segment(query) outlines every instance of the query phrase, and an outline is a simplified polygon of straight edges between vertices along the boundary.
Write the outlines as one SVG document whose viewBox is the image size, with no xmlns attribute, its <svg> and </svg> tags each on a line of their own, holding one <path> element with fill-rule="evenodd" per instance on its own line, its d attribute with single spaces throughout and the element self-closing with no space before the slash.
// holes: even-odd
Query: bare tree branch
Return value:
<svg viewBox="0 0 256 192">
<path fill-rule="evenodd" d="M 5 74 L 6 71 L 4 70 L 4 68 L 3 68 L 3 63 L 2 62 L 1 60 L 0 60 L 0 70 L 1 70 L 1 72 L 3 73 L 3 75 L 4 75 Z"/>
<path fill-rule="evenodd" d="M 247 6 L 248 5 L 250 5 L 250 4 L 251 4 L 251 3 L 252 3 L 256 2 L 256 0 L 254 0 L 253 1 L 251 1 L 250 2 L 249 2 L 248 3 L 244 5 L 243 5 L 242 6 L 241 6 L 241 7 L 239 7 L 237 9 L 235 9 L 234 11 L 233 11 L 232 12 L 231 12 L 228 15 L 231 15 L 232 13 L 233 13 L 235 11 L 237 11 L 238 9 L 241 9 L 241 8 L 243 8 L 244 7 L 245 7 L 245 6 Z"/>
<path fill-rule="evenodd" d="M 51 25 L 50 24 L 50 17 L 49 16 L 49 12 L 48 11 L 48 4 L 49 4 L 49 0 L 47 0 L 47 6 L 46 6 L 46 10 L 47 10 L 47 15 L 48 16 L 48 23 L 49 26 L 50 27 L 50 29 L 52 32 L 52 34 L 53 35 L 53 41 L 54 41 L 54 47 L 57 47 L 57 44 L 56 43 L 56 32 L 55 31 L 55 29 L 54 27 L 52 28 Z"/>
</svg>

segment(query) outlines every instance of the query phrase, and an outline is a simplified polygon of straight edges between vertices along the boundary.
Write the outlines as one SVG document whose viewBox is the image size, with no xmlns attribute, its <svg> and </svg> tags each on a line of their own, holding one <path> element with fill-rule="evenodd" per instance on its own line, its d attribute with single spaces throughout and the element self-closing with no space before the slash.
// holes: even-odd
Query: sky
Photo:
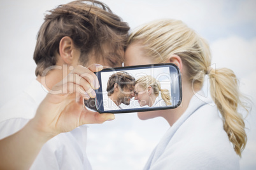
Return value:
<svg viewBox="0 0 256 170">
<path fill-rule="evenodd" d="M 0 1 L 0 107 L 35 79 L 32 55 L 43 14 L 69 1 Z M 240 166 L 256 169 L 256 1 L 103 1 L 132 29 L 153 20 L 174 18 L 183 21 L 208 41 L 212 63 L 232 69 L 241 92 L 252 101 L 245 119 L 248 143 Z M 143 121 L 136 113 L 116 114 L 114 121 L 89 126 L 87 152 L 93 169 L 141 169 L 169 128 L 163 119 Z"/>
</svg>

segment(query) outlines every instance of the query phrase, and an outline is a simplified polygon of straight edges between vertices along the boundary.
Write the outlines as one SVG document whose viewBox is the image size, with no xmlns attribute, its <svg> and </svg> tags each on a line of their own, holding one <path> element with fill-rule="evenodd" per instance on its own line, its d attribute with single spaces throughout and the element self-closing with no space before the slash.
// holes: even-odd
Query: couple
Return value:
<svg viewBox="0 0 256 170">
<path fill-rule="evenodd" d="M 0 169 L 90 169 L 85 153 L 87 127 L 82 125 L 113 120 L 115 115 L 87 109 L 84 100 L 94 98 L 99 87 L 94 72 L 102 65 L 120 67 L 123 62 L 125 66 L 173 63 L 182 75 L 180 107 L 138 113 L 141 119 L 160 116 L 170 125 L 145 169 L 239 169 L 246 134 L 238 111 L 239 105 L 245 105 L 234 72 L 210 69 L 208 45 L 181 21 L 148 23 L 127 40 L 129 30 L 97 1 L 60 5 L 45 16 L 34 55 L 36 81 L 0 110 Z M 49 67 L 64 65 L 75 69 L 43 74 Z M 215 107 L 207 104 L 212 101 L 194 95 L 201 93 L 203 85 L 204 76 L 194 79 L 199 73 L 210 77 Z M 62 93 L 53 94 L 56 91 Z"/>
<path fill-rule="evenodd" d="M 122 109 L 120 105 L 129 105 L 133 97 L 140 107 L 171 105 L 169 90 L 161 89 L 160 82 L 151 75 L 141 76 L 135 80 L 126 72 L 118 72 L 110 77 L 106 91 L 108 105 L 104 106 L 104 110 Z"/>
</svg>

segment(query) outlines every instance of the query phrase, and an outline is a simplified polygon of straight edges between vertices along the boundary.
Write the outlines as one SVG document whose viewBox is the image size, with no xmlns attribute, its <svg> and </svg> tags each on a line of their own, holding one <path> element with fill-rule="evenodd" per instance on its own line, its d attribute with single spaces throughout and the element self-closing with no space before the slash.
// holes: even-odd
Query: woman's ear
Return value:
<svg viewBox="0 0 256 170">
<path fill-rule="evenodd" d="M 174 63 L 179 67 L 180 72 L 182 72 L 182 60 L 180 57 L 177 55 L 171 55 L 166 61 L 167 63 Z"/>
<path fill-rule="evenodd" d="M 59 43 L 59 52 L 61 59 L 66 64 L 71 64 L 74 60 L 73 50 L 74 50 L 74 43 L 69 37 L 63 37 Z"/>
<path fill-rule="evenodd" d="M 115 84 L 114 84 L 114 91 L 119 91 L 118 84 L 117 84 L 117 83 L 115 83 Z"/>
<path fill-rule="evenodd" d="M 151 95 L 151 94 L 152 94 L 152 90 L 153 90 L 153 89 L 152 89 L 152 88 L 151 87 L 151 86 L 149 86 L 148 88 L 148 95 Z"/>
</svg>

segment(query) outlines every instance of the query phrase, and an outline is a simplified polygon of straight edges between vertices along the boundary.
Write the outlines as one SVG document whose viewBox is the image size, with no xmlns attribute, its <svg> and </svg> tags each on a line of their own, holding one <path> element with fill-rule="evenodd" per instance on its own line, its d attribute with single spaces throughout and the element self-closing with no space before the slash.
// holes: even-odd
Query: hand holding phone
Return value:
<svg viewBox="0 0 256 170">
<path fill-rule="evenodd" d="M 99 113 L 129 113 L 174 108 L 181 102 L 178 67 L 172 63 L 108 68 L 96 73 Z"/>
</svg>

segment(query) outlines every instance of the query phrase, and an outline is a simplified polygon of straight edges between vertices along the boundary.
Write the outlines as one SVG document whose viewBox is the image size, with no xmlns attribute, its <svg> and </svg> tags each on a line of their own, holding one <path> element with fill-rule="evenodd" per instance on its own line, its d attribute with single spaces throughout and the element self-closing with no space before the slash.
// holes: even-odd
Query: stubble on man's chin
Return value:
<svg viewBox="0 0 256 170">
<path fill-rule="evenodd" d="M 96 105 L 95 105 L 95 98 L 90 98 L 89 100 L 85 100 L 84 103 L 87 107 L 97 112 Z"/>
</svg>

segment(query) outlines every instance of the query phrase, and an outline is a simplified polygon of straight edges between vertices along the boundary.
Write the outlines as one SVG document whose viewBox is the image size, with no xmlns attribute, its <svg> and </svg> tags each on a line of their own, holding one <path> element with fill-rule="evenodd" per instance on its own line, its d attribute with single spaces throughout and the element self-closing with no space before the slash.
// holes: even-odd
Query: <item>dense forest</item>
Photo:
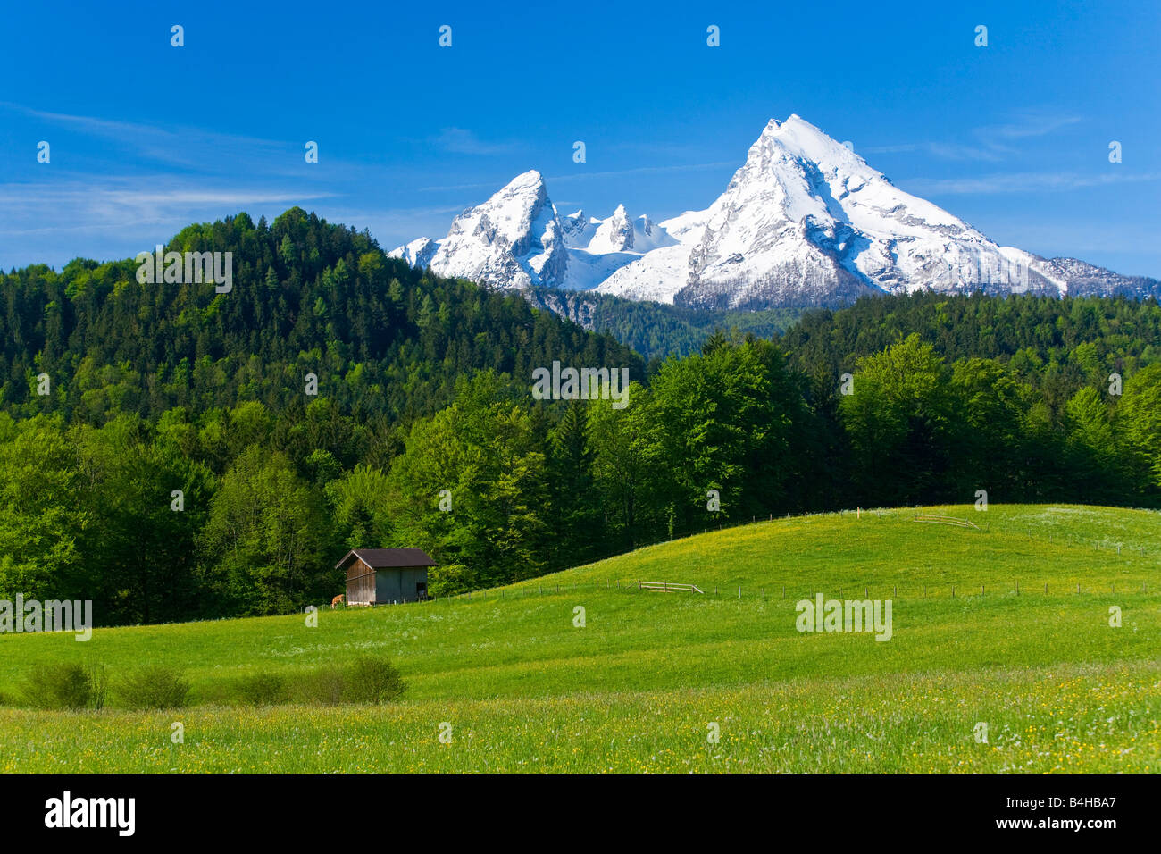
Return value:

===============

__WHAT TO WORK ON__
Render the lines of the items, from the beginning through the line containing "247 6 L 248", as a JSON list of strings, one string per line and with blank lines omitted.

__COMPLETE ANSWER__
[
  "segment(query) outlines every instance of the query phrase, and an outline is a simplified polygon of straight edges between vertices along the boundary.",
  "Write the outlines as one SVG document whose viewBox is the image size, with no xmlns attribute, its <svg> and </svg> tags each on a line of their own, holding one <path> element with fill-rule=\"evenodd\" per instance on its own line, its d attribute with single spaces throughout and the element self-closing with no space before the slash.",
  "// holes: even-odd",
  "Query: bare tree branch",
  "Return value:",
  "<svg viewBox=\"0 0 256 192\">",
  "<path fill-rule=\"evenodd\" d=\"M 5 74 L 6 71 L 4 70 L 4 68 L 3 68 L 3 63 L 2 62 L 1 60 L 0 60 L 0 70 L 1 70 L 1 72 L 3 73 L 3 75 L 4 75 Z\"/>",
  "<path fill-rule=\"evenodd\" d=\"M 247 6 L 248 5 L 250 5 L 250 4 L 251 4 L 251 3 L 252 3 L 256 2 L 256 0 L 254 0 L 253 1 L 251 1 L 250 2 L 249 2 L 248 3 L 244 5 L 243 5 L 242 6 L 241 6 L 241 7 L 239 7 L 237 9 L 235 9 L 234 11 L 233 11 L 232 12 L 231 12 L 228 15 L 231 15 L 232 13 L 233 13 L 235 11 L 237 11 L 238 9 L 241 9 L 241 8 L 243 8 L 244 7 L 245 7 L 245 6 Z\"/>"
]